▶ [Given instruction] Copy the rows below word for word, starting with the row that contains "Locate the dark" and going through the last row, both included.

** start Dataset content **

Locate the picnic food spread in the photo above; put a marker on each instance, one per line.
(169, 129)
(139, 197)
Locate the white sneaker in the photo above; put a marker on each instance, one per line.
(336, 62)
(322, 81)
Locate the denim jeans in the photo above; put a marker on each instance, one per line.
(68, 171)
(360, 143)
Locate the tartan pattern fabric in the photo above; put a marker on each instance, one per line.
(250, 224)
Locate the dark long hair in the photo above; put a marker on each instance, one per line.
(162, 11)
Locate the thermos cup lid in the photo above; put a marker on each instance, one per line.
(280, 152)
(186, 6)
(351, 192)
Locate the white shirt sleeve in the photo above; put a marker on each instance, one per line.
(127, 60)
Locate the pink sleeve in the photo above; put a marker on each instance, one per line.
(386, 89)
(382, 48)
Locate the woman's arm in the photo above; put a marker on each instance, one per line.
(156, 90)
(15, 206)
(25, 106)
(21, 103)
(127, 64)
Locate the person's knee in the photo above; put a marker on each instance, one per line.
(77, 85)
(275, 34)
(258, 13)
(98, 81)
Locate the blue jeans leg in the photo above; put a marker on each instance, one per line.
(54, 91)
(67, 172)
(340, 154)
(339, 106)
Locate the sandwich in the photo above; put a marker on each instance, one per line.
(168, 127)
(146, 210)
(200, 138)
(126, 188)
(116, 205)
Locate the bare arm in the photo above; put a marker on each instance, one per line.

** end Dataset content **

▶ [Expected answer]
Locate the dark long hair in the photo above; put a marker on each instance, one per line.
(162, 11)
Locate the thermos cup lid in the photo above; put a marker on each instance, one per line.
(280, 152)
(186, 6)
(351, 192)
Locate the white shirt sleeve in the photo above; put a marker on each instance, one per line.
(127, 60)
Locate the pink sleeve in the photo above; put a marker on each instance, one per line.
(386, 89)
(382, 48)
Locate the woman's arm in the photo above; put a marker on each instance, one per line.
(156, 90)
(15, 206)
(25, 106)
(21, 103)
(127, 64)
Locate the person's knee in the photo above; put a marker on each instance, one per line.
(77, 85)
(275, 34)
(258, 13)
(98, 81)
Locate the blue jeans leg in the photo above; put a marker on each instance, one per line.
(54, 91)
(67, 172)
(340, 154)
(339, 106)
Locate the sandwich in the photo above; put a marker on each instance, one per line.
(168, 127)
(146, 210)
(200, 138)
(126, 188)
(116, 205)
Locate the bare arm in the photo above; put a marker on each instance, one per line.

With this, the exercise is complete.